__Required task 1__
Find every line in the records that contains the word "hand", and copy each of those lines.

__Document excerpt__
::::
Jump Over Left Menu
4. CODE RULES
coderule ::= identifier outrulelist ; | simplecoderule ; outrulelist ::= outrule | outrulelist outrule outrule ::= [ nodetest? ] => outexpression nodetest ::= item | nodetest , item item ::= - | identifier [ nodetest? ] | string | nodename | label | basictype basictype ::= .NUM | .ID | .OCT | .HEX | .SR | .CHR | .DIG | .LET outexpression ::= outalternative | outexpression / outalternative outalternative ::= outitem | outalternative outitem outitem ::= outputtext | nodename | identifier [ arglist? ] | arithmetic | (outexpression) | .EMPTY | label outputtext ::= % | string | !string | @ integer nodename ::= * integer | nodename : * integer arglist ::= argmnt | arglist , argmnt argmnt ::=nodename |label |string simplecoderule ::= identifier / => simpleoutexpression | identifier / => .EMPTY simpleoutexpression ::= outputtext | simpleoutexpression outputtext label ::= #1 | #2 | #3 | #4
4.2 Code Generation
Code generation is initiated when an asterisk is encountered in a Syntax Rule that is being obeyed. At this stage, a complete tree should have been produced and the stack will contain a pointer to the top node of the tree. Initially, the Code Rule which has the same name as the top node of the tree will be called. In the example given in Section 3.8, the top node of the tree will have the name STORE. Therefore, a Code Rule with this name must have been defined. A typical rule might be:
STORE [ -,.ID] => 'LOAD ' *2 ' STORE ' *1 [-,-] => *2 ' STORE ' *1 ;
A Code Rule consists of two main parts. The first gives the name of the rule (STORE in the example) and the second gives a number of possible nodes of this form and how they are to be analysed (outrules). The final outrule in the set is followed by a semicolon. Outrules can be defined which deal with specific subsets of the nodes with a particular name. These allow different code to be generated, depending on the form of the tree. In its simplest form, a Code Rule consists of a single outrule. For example:
STORE[-,-] => *2 ' STORE ' *1 ;
Each outrule consists of two parts. The first part is the nodetest, enclosed in square brackets, which defines the type of node that it can handle. The second part, following the => symbol, defines the action to be taken for this type of node when it is encountered. The example above contains two of the most frequently-used output items. An item consisting of the symbol * followed by an integer, I, will cause the Code Rule whose name is the same as the Ith branch of the current node to be called. If the Ith branch is a leaf of the tree which is a string, this string will be output. The appearance of a set of characters inside string quotes in a Code Rule will cause the string to be output when this item is obeyed. In the example above, the second branch will be called. On return, the characters STORE will be output and then the first branch will be called. In the case of the STORE node of Section 3.8, the first branch must be an identifier. The characters of the identifier are therefore output.
::::
__Given records__
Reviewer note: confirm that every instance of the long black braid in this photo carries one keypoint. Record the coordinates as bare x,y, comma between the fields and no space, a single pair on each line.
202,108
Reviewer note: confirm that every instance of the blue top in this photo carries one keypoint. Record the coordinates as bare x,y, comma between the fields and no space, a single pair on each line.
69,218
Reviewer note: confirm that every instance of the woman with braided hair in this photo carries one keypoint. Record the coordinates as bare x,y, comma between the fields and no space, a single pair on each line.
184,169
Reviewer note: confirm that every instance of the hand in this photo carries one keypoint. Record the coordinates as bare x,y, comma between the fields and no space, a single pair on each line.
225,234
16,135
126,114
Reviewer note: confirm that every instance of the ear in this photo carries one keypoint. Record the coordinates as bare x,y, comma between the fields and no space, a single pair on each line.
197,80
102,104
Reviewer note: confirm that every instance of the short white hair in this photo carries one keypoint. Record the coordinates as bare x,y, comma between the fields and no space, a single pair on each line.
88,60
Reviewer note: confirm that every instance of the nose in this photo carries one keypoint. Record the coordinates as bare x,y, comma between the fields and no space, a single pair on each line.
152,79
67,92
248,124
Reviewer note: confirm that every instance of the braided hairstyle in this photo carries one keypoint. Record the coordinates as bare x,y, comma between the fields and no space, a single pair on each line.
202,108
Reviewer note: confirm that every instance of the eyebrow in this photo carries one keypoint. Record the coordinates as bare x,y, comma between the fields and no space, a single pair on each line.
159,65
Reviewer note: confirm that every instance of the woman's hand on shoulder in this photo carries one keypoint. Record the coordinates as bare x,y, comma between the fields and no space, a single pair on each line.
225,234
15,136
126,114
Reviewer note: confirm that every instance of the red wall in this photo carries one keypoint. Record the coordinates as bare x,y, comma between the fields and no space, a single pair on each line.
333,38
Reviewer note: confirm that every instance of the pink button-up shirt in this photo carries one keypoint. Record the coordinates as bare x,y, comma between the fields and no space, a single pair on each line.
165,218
::::
__Required task 2__
In the code rules text, what event starts code generation?

__Task response 1__
Reviewer note: confirm that every instance of the hand in this photo carries one keypoint. Record the coordinates as bare x,y, comma between the fields and no space, a single pair on each line.
Reviewer note: confirm that every instance of the woman's hand on shoulder in this photo carries one keypoint. Record the coordinates as bare x,y, comma between the fields and no space, a single pair on each line.

__Task response 2__
Code generation starts when an asterisk is encountered in a Syntax Rule that is being obeyed.